» **Supplied records**

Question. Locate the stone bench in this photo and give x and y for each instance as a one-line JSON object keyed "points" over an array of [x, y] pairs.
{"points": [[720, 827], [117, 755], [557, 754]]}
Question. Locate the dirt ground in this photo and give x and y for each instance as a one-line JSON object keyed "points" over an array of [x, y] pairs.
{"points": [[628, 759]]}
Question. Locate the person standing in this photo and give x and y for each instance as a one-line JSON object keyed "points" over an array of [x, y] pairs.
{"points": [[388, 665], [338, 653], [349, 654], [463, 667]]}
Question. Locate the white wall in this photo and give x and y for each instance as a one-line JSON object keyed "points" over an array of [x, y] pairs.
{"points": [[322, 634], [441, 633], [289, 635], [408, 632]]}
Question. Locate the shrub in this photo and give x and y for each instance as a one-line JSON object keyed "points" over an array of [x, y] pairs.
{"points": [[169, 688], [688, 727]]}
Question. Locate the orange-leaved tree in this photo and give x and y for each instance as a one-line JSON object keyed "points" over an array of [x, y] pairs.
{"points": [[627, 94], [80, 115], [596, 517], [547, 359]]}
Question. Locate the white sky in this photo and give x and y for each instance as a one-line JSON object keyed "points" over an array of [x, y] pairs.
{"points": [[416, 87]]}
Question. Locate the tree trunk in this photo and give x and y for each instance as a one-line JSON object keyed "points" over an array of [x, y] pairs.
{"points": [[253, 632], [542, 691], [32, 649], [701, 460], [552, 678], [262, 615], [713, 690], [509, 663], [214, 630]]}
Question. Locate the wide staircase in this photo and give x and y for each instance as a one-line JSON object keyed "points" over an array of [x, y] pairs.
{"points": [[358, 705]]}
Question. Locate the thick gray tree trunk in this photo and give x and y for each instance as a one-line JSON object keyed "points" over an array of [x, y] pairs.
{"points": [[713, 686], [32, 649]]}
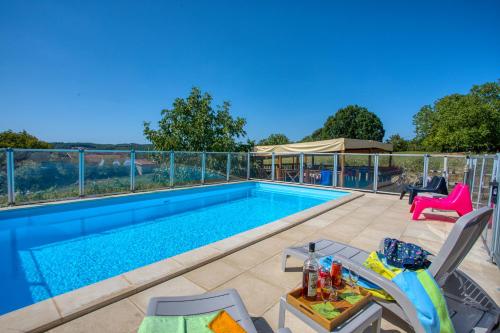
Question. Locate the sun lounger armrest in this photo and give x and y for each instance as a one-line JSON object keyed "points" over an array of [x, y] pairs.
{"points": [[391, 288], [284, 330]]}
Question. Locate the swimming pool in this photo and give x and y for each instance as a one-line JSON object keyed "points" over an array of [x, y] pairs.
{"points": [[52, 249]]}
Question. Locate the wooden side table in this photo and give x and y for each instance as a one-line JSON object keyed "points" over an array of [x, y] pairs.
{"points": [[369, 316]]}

---

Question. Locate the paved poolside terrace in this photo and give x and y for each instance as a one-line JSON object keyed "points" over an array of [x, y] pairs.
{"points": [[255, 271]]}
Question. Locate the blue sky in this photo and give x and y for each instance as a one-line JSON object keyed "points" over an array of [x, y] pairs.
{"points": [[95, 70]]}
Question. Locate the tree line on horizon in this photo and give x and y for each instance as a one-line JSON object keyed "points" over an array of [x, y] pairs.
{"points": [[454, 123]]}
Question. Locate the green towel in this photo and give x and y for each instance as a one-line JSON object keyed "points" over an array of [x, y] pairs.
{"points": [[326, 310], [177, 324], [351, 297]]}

--

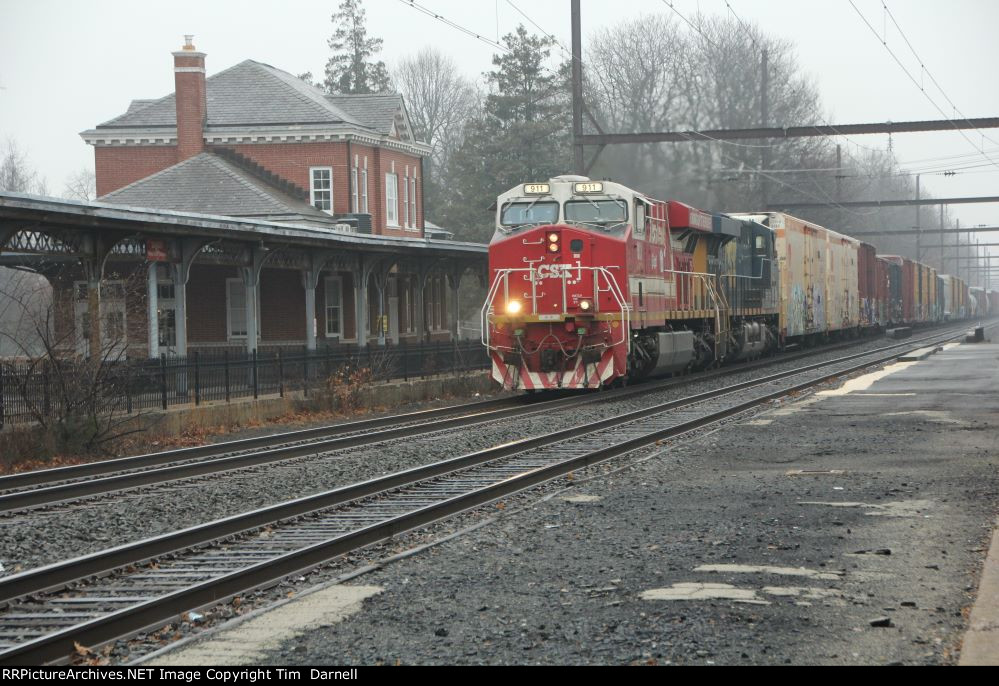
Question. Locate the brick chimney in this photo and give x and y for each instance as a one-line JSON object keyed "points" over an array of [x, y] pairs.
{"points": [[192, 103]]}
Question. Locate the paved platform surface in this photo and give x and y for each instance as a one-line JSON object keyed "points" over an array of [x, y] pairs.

» **Exercise**
Please count the lines in the items above that contain the string "leaved", treating uppercase and lowercase as different, and reply with the number alone.

» **Task response**
1